■ **Entries from a dataset**
________________________________________

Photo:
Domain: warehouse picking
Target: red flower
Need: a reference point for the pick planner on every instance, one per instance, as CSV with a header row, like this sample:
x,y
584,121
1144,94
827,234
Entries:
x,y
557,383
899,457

________________________________________

Convert every line of the items above into a JSON list of strings, one string per line, leaving out any blank lines.

[
  "Photo:",
  "Domain: warehouse picking",
  "Target: red flower",
  "Need: a reference point for the pick planner on every instance, one per instance, as CSV with a header row, like this sample:",
  "x,y",
  "584,121",
  "1144,94",
  "827,234",
  "Entries:",
  "x,y",
  "557,383",
  "899,457"
]